**Brano proposto:**
──────────────────────────────

Tra i molti modi per spiegare i concetti chiave della decrescita, c’è la frase comune “decolonizzazione dell’immaginario sociale dalla crescita economica”, proposta per la prima volta dall’economista francese e filosofo della decrescita Serge Latouche. Qui, l’idea di decolonizzazione è cooptata per trasmettere un’idea di liberazione basata sulla decrescita.
In questo scritto vogliamo chiederci se decolonizzazione sia la parola giusta e appropriata da usare. Mettere la decolonizzazione in una definizione di decrescita nega cosa significhi decolonizzazione. Lo trasforma nel gergo della decrescita. Inoltre o non aiuta le alleanze tra i movimenti di decrescita e decolonizzazione, che riteniamo necessarie affinché la decrescita affronti la crescita come fenomeno globale.
Esplorare la decolonizzazione dagli studi post-coloniali
Cominciamo col chiederci cosa significano per noi colonizzazione e decolonizzazione. Non ci sono (e non dovrebbero essere) definizioni universalmente accettate. Non sta a noi suggerire cosa sia e cosa non sia la decolonizzazione. Ma l’esame di alcuni esempi mostra che la decolonizzazione non si adatta a ciò che suggerisce l’uso della decrescita.

──────────────────────────────

**Dati forniti:**

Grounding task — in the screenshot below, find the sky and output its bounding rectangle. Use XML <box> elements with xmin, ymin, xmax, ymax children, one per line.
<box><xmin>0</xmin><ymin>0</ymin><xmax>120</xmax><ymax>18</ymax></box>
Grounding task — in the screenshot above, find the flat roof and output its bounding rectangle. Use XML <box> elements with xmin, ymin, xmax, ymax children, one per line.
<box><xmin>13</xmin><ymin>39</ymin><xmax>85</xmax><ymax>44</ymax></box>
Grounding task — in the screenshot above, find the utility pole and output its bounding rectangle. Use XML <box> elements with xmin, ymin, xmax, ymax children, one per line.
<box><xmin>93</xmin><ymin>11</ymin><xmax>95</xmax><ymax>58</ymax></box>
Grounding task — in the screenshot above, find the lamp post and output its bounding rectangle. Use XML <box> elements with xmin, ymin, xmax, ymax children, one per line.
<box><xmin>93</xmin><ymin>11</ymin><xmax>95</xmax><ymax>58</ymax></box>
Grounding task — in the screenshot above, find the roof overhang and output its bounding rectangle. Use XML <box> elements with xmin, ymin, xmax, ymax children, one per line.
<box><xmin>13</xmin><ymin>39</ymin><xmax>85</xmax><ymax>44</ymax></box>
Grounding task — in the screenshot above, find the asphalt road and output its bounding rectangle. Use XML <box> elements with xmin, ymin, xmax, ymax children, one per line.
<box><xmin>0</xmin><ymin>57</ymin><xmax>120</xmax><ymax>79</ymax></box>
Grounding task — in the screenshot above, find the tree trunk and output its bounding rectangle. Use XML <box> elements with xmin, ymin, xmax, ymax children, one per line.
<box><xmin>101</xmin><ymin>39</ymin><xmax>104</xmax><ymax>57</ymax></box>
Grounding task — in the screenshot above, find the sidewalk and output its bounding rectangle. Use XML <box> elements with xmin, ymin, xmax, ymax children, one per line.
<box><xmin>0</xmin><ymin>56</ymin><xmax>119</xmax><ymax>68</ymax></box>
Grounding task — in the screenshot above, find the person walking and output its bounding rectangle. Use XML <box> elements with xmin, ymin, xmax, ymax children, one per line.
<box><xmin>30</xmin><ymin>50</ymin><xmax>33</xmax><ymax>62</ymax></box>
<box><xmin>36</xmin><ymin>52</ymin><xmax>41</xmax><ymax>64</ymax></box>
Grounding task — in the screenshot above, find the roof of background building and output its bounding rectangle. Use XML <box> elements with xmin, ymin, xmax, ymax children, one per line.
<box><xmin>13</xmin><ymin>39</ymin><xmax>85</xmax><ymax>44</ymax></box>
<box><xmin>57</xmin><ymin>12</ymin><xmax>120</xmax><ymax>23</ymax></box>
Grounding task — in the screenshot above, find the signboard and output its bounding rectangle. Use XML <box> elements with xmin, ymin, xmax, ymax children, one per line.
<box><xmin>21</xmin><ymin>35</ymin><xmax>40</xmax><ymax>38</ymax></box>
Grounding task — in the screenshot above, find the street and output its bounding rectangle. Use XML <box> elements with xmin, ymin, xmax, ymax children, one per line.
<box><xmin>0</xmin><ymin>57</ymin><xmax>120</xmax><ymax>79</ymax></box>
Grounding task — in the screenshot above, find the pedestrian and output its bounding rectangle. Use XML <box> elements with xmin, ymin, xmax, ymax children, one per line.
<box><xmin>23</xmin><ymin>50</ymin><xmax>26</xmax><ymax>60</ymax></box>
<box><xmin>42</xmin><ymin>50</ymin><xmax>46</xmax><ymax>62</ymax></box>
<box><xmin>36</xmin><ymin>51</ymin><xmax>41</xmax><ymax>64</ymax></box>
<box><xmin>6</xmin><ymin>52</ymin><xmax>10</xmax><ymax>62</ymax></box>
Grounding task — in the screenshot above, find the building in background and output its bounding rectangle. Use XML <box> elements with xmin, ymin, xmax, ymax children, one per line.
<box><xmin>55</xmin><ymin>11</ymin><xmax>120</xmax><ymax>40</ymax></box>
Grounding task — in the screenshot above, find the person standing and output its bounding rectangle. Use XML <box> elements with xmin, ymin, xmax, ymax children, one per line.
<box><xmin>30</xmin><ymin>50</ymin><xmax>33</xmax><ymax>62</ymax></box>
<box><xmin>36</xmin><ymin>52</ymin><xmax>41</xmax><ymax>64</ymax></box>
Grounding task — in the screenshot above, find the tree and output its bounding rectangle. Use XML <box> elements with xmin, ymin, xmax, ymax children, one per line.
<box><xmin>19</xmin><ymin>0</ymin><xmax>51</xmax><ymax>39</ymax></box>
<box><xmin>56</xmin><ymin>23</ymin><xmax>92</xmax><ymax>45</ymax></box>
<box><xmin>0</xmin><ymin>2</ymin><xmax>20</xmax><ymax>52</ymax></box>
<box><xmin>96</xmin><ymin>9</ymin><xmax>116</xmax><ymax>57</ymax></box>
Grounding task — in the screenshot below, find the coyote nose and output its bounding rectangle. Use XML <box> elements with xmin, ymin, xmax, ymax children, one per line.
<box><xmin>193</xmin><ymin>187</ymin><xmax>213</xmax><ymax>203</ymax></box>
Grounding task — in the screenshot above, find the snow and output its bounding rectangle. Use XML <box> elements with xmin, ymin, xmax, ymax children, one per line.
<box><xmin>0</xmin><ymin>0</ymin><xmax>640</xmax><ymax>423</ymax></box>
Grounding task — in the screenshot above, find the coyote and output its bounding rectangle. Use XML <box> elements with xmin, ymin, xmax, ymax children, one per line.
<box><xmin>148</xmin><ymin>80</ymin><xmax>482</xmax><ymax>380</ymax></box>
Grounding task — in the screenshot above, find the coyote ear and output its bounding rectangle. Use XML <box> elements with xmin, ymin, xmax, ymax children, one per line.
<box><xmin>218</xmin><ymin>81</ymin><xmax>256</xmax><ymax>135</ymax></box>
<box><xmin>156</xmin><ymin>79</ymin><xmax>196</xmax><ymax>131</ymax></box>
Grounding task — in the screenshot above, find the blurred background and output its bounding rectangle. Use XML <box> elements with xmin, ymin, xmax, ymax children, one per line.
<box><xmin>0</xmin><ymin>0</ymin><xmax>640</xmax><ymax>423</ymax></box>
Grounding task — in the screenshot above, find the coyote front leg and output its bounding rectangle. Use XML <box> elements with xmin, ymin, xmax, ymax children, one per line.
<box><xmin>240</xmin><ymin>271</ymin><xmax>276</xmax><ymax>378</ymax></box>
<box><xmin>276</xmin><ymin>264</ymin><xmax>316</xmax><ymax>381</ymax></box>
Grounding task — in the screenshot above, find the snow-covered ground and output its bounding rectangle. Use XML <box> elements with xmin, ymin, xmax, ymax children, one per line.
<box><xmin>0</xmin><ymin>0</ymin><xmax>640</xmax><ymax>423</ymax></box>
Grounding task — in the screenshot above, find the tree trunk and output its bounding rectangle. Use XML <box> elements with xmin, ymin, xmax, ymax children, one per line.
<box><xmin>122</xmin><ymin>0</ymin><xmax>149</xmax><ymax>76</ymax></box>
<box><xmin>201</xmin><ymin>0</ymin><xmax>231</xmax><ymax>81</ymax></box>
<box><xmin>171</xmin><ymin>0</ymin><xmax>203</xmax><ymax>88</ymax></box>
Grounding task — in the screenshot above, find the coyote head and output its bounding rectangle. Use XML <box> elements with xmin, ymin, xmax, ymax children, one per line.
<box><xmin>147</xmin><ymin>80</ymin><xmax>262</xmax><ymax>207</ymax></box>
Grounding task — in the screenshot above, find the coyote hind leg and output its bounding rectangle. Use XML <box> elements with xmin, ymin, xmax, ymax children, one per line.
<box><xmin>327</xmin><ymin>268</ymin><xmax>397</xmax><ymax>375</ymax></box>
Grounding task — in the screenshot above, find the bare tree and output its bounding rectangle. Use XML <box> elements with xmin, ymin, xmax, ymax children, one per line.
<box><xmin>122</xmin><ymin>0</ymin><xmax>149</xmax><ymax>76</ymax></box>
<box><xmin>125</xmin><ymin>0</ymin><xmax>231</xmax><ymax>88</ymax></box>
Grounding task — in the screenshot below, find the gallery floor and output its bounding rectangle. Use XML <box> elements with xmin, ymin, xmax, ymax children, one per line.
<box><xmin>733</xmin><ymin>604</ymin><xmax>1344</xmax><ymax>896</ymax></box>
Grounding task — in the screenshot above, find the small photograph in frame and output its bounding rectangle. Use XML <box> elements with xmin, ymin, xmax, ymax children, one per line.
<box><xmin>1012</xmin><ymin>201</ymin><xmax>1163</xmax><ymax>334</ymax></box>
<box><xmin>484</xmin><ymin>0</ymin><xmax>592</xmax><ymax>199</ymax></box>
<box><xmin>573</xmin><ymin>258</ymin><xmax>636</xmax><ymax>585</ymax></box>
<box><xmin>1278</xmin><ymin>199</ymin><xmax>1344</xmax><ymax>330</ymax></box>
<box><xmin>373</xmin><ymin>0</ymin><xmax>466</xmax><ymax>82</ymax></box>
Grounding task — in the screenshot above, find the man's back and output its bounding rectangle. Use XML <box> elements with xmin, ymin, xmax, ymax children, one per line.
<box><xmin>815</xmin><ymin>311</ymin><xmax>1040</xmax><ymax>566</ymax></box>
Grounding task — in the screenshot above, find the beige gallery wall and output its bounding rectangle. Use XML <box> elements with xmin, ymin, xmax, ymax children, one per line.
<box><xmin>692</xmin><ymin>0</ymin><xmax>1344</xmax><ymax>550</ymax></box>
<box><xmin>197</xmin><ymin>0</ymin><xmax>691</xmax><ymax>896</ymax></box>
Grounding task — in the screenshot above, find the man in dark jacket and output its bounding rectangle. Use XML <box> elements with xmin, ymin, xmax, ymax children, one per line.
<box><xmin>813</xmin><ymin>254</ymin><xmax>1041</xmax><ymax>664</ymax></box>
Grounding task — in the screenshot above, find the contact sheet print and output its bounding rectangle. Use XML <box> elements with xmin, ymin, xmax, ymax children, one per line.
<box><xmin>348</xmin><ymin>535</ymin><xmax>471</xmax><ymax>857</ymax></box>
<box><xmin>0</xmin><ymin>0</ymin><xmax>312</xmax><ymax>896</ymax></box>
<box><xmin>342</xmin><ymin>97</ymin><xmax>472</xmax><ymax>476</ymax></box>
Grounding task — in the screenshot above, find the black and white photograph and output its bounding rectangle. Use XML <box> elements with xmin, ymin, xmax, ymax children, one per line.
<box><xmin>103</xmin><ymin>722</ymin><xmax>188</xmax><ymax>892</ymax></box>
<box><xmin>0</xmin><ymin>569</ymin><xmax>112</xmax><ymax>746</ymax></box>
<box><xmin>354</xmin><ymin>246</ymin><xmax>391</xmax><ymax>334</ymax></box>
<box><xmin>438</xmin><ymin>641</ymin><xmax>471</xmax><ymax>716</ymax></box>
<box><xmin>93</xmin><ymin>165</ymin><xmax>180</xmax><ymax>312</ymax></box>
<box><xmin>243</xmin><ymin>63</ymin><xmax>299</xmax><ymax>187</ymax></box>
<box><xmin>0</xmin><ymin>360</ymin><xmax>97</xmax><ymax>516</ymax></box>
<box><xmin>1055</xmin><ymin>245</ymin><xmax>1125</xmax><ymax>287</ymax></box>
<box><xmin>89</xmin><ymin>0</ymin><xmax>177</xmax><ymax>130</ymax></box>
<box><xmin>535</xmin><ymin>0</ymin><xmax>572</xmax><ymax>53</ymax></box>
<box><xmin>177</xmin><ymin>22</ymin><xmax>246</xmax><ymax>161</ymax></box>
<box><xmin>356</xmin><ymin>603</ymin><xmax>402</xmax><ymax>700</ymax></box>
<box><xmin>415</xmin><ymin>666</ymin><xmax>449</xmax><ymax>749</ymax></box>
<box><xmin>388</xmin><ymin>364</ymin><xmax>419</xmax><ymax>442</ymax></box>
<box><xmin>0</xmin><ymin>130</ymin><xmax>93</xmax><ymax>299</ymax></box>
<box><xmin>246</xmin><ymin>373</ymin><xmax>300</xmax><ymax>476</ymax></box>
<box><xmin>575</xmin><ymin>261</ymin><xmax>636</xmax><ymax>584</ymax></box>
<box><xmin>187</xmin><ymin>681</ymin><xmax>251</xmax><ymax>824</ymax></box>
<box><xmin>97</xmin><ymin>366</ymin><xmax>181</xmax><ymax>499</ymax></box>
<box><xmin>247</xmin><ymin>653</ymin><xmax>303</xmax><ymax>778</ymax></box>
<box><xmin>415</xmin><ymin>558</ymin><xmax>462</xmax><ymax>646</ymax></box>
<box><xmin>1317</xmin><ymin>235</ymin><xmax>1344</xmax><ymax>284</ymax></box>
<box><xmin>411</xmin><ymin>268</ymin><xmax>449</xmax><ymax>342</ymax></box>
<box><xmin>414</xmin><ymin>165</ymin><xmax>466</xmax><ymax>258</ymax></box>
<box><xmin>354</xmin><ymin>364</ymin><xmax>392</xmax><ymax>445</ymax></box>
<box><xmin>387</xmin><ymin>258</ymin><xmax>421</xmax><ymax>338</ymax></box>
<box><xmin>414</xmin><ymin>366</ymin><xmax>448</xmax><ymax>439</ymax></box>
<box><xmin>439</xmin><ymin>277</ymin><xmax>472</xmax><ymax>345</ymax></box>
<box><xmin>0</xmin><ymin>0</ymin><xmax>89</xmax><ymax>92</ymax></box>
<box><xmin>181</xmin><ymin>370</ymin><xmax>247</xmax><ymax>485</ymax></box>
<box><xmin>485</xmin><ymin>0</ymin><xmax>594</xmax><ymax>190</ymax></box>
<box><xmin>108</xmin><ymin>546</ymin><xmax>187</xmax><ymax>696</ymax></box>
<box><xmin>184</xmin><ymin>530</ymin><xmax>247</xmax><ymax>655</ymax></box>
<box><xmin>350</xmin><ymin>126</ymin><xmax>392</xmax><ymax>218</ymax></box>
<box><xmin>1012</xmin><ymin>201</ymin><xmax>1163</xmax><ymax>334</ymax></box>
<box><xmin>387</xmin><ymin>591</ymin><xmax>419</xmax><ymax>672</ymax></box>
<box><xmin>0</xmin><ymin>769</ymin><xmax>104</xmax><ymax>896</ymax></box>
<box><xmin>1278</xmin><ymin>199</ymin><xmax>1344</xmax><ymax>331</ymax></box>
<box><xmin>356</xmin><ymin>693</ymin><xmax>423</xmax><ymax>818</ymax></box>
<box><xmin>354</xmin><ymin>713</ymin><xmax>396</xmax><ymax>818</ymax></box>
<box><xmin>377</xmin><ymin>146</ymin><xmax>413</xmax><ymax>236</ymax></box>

──────────────────────────────

**Esercizio proposto 1:**
Rispondi a queste domande sul brano sulla decrescita:
(a) Chi ha proposto per primo la frase “decolonizzazione dell’immaginario sociale dalla crescita economica”?
(b) Secondo il brano, in che cosa si trasforma la decolonizzazione quando la si mette in una definizione di decrescita?
(c) Esistono definizioni universalmente accettate di colonizzazione e decolonizzazione?
**Esercizio proposto 2:** Individua e copia tutte le righe dei dati che contengono la stringa “below”.

**Risposta corretta 1:**
(a) L’economista francese e filosofo della decrescita Serge Latouche.
(b) Nel gergo della decrescita.
(c) No, non ce ne sono, e secondo il brano non dovrebbero essercene.

**Risposta corretta 2:**
Grounding task — in the screenshot below, find the sky and output its bounding rectangle. Use XML <box> elements with xmin, ymin, xmax, ymax children, one per line.
Grounding task — in the screenshot below, find the coyote nose and output its bounding rectangle. Use XML <box> elements with xmin, ymin, xmax, ymax children, one per line.
Grounding task — in the screenshot below, find the gallery floor and output its bounding rectangle. Use XML <box> elements with xmin, ymin, xmax, ymax children, one per line.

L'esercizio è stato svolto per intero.